* **Source text**:
_ _ _ _ _ _ _
Seven inches of light powder from the previous night's storm lay in drifts.  The bone chilling cold penetrated my thin California blood as I slipped and slid my way through the icy parking lot to the car.   The Saab's engine rumbled instantly to life.  I was comforted by its throaty purr as it crept stealthily through the snow.  The Saab's heated seat was already removing the frigid effects of the dry Rocky Mountain air.


I didn't think much about where I was heading, but soon found myself near the base of the Wasatch Mountains.  From Salt Lake City I could have been up at 10,000 feet in 45 minutes, but a plan was formulating in my excited brain.  Though now obliterated by the charcoal clouds, my mind's eye remembered an incredible view of Twin Peaks rising thousands of feet into the sky.  The best view of these majestic mountains was always from the quaint and comfortable home of my Uncle Fritz.


Fritz came to the United States from Interlaken, where two large, crystal clear lakes nearly touch, high in the Swiss Alps.  Though he had no monetary wealth, Fritz was destined to live his life surrounded by beauty.  His alpine home was replaced by the grandeur of the Rocky Mountains where Fritz became the caretaker of a magnificent estate.
_ _ _ _ _ _ _
* **Collected data**:
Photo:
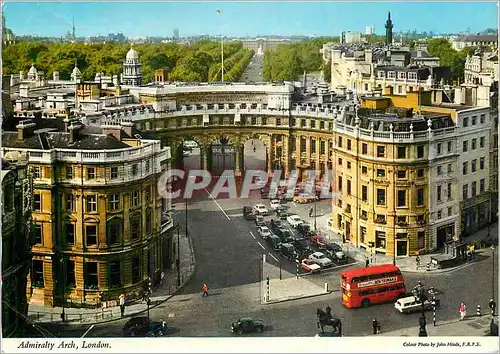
_ _ _ _ _ _ _
* **Work instructions**:
1. Name each mountain, peak, or mountain range that the passage about the snowy drive to Uncle Fritz's home mentions, listing each one once.
2. Retype word for word the stretch of the passage about the snowy drive to Uncle Fritz's home from "Seven inches of" through "Rocky Mountain air.".

* **Per-task outputs**:
1.
Wasatch Mountains
Twin Peaks
Swiss Alps
Rocky Mountains

2.
Seven inches of light powder from the previous night's storm lay in drifts.  The bone chilling cold penetrated my thin California blood as I slipped and slid my way through the icy parking lot to the car.   The Saab's engine rumbled instantly to life.  I was comforted by its throaty purr as it crept stealthily through the snow.  The Saab's heated seat was already removing the frigid effects of the dry Rocky Mountain air.